-- START OF PAGE EXCERPT --

Rather than outright shocks, Make Up is a film of haunting visuals (cinematographer Nick Cooke captures one beachside party with the reddish glow of a pagan ritual) and eerie atmospherics that settle over you like an Atlantic fog. Like the deserted Venice of Don’t Look Now, a potential touch point here, the half-abandoned holiday park makes a perfect setting for its many mysteries to unfold (or not – not everything here is neatly resolved). Nocturnal stillness is pierced by the screams of mating foxes, ready-to-be-fumigated caravans are entombed in plastic sheeting, and a half-glimpsed figure in a red wig haunts Ruth as she navigates the eerie shower blocks and arcades.

-- END OF PAGE EXCERPT --

[TASKS AND EXERCISES]
1. Based on the Make Up review, answer yes or no for each statement and quote the words of the review that decide it.
(a) Nick Cooke worked as the film's cinematographer.
(b) Every mystery in the film is neatly resolved.
(c) The figure who haunts Ruth wears a blue wig.
2. Copy out the part of the Make Up review that begins at the words "Rather than outright" and stops after the words "blocks and arcades.".
3. List every name of a film or a person (including characters) that appears in the Make Up review.
The lines after this text play no part in the work.

-- START OF DATA EXCERPTS --

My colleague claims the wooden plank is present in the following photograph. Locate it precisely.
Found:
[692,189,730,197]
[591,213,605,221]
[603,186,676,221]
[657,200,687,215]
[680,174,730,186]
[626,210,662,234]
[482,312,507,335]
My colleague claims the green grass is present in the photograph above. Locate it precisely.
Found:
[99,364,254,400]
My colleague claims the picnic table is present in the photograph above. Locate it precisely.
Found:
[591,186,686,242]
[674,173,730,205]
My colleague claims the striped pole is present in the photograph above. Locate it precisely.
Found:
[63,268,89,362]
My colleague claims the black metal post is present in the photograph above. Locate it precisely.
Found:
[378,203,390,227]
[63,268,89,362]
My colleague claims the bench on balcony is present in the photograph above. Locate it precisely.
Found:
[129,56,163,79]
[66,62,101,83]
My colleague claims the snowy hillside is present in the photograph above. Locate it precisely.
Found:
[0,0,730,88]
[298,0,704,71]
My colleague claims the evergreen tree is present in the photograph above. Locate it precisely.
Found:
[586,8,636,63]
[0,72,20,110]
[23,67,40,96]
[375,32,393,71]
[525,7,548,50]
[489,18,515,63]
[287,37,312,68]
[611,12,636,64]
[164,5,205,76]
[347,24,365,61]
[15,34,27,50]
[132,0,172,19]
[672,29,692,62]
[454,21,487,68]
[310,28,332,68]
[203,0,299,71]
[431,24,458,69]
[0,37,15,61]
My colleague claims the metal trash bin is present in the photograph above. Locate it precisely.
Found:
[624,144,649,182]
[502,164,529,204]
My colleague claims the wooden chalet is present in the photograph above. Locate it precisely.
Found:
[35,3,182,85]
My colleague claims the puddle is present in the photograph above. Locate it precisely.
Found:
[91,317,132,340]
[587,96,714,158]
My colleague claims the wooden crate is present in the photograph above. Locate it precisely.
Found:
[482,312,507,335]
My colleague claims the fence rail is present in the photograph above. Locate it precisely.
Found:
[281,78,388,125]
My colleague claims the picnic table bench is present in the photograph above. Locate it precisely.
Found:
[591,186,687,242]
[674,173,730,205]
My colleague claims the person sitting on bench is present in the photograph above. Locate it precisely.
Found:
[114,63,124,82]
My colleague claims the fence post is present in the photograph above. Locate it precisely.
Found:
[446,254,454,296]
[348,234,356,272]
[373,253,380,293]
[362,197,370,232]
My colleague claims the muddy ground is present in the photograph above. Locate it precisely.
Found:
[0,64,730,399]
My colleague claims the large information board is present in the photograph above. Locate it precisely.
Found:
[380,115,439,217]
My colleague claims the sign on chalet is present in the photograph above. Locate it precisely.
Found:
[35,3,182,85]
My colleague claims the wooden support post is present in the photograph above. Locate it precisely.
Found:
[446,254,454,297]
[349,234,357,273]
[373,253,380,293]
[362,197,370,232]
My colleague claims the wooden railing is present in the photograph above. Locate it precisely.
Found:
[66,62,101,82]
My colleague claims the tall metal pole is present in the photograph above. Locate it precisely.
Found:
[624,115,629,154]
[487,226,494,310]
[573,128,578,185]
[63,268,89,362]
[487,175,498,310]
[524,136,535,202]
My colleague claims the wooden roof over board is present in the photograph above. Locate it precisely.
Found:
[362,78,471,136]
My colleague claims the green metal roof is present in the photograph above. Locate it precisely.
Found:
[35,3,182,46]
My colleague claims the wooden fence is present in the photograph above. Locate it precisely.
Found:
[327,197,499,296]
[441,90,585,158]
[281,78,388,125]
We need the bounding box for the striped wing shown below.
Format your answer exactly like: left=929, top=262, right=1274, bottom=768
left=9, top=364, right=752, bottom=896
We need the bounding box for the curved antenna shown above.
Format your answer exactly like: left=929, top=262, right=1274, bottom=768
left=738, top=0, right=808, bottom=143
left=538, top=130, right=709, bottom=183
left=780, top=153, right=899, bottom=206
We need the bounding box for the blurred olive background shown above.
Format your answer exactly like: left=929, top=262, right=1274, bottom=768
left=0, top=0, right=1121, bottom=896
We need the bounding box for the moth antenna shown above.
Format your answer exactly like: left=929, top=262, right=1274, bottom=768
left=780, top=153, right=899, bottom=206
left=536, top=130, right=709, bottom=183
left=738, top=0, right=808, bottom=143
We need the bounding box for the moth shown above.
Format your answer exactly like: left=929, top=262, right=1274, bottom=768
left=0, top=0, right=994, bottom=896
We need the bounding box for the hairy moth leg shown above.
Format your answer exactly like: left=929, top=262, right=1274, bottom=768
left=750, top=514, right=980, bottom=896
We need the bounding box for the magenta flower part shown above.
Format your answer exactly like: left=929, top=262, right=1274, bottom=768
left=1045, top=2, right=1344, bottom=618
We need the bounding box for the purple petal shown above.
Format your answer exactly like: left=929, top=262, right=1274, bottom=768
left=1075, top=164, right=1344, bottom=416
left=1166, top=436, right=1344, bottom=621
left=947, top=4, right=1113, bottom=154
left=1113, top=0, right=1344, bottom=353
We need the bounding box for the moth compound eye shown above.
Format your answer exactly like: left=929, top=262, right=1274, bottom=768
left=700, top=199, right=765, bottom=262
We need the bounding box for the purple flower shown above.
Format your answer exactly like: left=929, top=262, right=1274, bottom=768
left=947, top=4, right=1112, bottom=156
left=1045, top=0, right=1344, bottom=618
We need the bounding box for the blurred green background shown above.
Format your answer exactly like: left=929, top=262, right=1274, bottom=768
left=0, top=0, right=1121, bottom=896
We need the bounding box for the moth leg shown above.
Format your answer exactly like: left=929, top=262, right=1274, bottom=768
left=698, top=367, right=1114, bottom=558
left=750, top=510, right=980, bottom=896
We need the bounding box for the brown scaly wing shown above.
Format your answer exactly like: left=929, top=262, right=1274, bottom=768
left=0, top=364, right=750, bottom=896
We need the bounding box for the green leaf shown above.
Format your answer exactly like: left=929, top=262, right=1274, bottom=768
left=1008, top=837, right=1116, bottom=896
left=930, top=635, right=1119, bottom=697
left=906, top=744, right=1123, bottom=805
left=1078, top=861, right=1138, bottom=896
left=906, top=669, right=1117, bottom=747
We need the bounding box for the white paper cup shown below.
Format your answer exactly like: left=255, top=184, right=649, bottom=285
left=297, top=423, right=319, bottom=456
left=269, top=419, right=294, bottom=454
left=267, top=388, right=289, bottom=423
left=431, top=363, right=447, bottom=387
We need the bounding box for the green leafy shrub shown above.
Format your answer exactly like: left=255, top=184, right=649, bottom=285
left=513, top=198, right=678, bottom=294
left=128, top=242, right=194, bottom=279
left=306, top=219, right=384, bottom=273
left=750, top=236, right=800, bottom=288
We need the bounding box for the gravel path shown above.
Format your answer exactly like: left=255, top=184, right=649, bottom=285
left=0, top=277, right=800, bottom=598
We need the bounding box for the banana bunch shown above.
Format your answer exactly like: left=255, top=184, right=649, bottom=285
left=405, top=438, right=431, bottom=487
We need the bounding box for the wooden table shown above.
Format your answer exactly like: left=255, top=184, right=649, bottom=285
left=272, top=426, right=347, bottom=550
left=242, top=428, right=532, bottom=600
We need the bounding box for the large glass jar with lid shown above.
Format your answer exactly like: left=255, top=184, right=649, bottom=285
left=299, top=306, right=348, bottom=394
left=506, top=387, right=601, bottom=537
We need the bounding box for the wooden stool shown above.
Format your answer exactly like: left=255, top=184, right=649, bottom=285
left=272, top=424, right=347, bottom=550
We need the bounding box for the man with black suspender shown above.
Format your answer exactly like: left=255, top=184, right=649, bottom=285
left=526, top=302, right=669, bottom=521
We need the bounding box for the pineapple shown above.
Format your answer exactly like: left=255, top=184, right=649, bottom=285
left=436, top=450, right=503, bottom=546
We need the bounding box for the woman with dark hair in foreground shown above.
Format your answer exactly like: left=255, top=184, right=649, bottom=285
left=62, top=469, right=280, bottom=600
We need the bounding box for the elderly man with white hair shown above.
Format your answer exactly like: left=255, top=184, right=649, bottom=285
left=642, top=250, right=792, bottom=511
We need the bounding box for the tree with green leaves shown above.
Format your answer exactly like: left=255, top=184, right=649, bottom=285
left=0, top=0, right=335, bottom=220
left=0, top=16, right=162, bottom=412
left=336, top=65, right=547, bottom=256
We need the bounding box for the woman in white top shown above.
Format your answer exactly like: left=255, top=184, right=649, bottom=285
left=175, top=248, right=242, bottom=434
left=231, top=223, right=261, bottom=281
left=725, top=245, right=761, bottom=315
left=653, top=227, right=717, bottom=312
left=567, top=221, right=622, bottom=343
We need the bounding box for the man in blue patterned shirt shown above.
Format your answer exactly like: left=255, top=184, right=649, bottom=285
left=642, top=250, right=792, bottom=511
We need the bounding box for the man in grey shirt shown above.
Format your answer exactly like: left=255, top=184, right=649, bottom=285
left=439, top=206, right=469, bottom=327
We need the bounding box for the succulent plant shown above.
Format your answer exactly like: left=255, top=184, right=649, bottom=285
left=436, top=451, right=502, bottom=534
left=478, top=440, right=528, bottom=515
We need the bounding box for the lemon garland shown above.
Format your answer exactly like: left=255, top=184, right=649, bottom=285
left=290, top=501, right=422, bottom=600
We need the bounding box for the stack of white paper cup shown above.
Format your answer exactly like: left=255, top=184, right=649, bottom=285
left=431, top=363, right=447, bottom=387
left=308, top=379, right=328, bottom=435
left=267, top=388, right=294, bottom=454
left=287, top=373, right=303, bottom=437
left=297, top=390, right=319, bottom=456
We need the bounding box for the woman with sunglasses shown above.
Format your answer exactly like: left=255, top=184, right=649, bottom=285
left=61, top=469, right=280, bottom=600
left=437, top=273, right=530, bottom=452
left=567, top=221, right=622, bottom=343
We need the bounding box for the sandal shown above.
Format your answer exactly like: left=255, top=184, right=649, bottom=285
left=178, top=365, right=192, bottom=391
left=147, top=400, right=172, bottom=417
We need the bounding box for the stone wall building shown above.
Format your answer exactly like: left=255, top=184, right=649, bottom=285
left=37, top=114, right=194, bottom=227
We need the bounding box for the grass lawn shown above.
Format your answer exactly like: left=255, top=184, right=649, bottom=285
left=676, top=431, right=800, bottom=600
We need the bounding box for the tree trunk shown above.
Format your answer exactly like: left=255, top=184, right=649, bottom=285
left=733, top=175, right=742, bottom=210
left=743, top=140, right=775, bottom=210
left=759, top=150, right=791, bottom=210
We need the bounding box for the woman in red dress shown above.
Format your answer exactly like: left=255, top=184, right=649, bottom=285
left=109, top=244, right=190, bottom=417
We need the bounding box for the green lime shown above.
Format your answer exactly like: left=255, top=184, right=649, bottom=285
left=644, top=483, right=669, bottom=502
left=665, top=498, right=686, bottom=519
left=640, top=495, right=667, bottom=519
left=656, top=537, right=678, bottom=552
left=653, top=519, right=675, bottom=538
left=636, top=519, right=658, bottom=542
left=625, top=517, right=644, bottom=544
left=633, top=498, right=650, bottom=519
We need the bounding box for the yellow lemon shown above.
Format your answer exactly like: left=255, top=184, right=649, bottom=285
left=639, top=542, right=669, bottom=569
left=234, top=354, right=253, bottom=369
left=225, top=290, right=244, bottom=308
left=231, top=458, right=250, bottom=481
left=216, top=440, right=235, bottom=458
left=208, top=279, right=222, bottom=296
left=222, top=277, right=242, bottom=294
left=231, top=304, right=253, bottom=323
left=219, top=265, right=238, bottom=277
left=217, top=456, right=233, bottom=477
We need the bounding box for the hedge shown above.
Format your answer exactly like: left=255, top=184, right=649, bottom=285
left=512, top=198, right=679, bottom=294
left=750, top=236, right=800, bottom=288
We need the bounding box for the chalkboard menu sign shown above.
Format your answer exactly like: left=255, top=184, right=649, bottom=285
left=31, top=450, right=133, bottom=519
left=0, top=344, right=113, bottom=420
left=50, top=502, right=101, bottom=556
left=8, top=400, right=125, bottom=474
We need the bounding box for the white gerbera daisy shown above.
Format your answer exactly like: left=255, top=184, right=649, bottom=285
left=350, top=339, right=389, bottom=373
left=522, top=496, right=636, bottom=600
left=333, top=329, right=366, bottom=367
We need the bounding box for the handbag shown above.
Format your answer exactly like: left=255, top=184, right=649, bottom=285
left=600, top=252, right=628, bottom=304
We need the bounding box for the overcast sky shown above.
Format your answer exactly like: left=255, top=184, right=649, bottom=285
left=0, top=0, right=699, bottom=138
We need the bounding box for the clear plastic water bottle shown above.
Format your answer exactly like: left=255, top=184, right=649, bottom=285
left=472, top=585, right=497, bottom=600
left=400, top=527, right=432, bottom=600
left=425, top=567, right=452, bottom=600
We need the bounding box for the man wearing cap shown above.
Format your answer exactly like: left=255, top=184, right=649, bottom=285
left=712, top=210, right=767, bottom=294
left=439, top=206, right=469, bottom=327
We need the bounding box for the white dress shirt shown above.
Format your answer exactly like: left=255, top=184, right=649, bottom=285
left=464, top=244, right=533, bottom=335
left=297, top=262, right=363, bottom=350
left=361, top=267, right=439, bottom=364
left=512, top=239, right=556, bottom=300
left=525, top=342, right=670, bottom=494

-- END OF DATA EXCERPTS --

[RESULTS FOR EACH TASK]
1.
(a) Yes: "cinematographer Nick Cooke captures one beachside party"
(b) No: "not everything here is neatly resolved"
(c) No: "a half-glimpsed figure in a red wig haunts Ruth"

2.
Rather than outright shocks, Make Up is a film of haunting visuals (cinematographer Nick Cooke captures one beachside party with the reddish glow of a pagan ritual) and eerie atmospherics that settle over you like an Atlantic fog. Like the deserted Venice of Don’t Look Now, a potential touch point here, the half-abandoned holiday park makes a perfect setting for its many mysteries to unfold (or not – not everything here is neatly resolved). Nocturnal stillness is pierced by the screams of mating foxes, ready-to-be-fumigated caravans are entombed in plastic sheeting, and a half-glimpsed figure in a red wig haunts Ruth as she navigates the eerie shower blocks and arcades.

3.
Make Up
Nick Cooke
Don't Look Now
Ruth